Source data:

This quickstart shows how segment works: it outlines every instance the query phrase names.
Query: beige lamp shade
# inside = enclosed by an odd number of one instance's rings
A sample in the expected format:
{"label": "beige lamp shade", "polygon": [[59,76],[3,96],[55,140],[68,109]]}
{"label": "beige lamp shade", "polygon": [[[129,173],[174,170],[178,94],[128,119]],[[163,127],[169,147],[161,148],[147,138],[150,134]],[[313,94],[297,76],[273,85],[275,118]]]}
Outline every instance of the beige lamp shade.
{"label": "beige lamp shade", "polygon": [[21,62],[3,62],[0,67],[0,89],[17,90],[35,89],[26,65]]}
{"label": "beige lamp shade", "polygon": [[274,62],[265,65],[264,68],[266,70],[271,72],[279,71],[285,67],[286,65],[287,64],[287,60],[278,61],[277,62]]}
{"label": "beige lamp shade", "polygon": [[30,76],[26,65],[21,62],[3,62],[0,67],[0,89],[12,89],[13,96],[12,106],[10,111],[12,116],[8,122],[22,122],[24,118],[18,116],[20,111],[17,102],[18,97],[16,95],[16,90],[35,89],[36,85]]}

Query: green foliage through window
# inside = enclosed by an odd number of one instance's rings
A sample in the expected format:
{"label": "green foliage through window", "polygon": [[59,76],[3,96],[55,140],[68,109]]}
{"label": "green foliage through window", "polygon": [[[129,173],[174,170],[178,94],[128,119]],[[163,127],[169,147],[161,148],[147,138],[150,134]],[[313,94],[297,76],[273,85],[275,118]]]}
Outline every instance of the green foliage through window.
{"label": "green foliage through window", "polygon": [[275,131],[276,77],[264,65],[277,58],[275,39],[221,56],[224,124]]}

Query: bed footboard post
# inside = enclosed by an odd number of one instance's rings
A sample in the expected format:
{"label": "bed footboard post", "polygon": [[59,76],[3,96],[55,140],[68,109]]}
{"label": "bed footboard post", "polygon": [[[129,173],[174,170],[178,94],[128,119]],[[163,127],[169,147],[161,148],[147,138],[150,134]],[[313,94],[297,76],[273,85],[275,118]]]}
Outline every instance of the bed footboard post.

Short exercise:
Copy out all of the lines above, character for character, with nothing changed.

Answer for this exercise:
This quickstart shows how segment works: it outlines every instance the query phrase names.
Query: beige lamp shade
# inside = enclosed by an odd number of one instance's rings
A sample in the expected format:
{"label": "beige lamp shade", "polygon": [[59,76],[3,96],[55,140],[68,109]]}
{"label": "beige lamp shade", "polygon": [[[129,173],[174,170],[178,94],[128,119]],[[163,127],[169,147],[161,148],[147,138],[150,134]],[[313,94],[297,76],[273,85],[275,118]]]}
Outline every instance of the beige lamp shade.
{"label": "beige lamp shade", "polygon": [[21,62],[3,62],[0,67],[0,89],[17,90],[35,89],[26,65]]}
{"label": "beige lamp shade", "polygon": [[274,62],[265,65],[264,68],[266,70],[271,72],[279,71],[285,67],[286,65],[287,64],[287,60],[278,61],[277,62]]}
{"label": "beige lamp shade", "polygon": [[30,76],[26,65],[21,62],[3,62],[0,67],[0,89],[12,89],[13,96],[12,106],[10,111],[12,116],[8,122],[22,122],[24,118],[18,116],[20,111],[17,102],[18,97],[16,95],[16,90],[35,89],[36,85]]}

Query: green foliage through window
# inside = enclosed by an odd number of one instance's rings
A sample in the expected format:
{"label": "green foliage through window", "polygon": [[59,76],[3,96],[55,140],[68,109]]}
{"label": "green foliage through window", "polygon": [[[129,173],[174,170],[178,94],[128,119]],[[163,127],[169,147],[161,148],[147,138],[150,134]],[[313,94],[297,76],[273,85],[275,118]]]}
Outline every instance of the green foliage through window.
{"label": "green foliage through window", "polygon": [[275,131],[276,77],[264,65],[277,58],[275,39],[221,56],[224,124]]}

Query: bed footboard post
# inside = enclosed by an odd number of one instance's rings
A sample in the expected format:
{"label": "bed footboard post", "polygon": [[59,76],[3,96],[55,140],[68,109]]}
{"label": "bed footboard post", "polygon": [[[129,173],[174,170],[178,94],[128,119]],[[163,127],[169,147],[161,148],[147,138],[150,134]],[[313,94],[297,76],[273,85],[275,118]]]}
Outline every instance of the bed footboard post.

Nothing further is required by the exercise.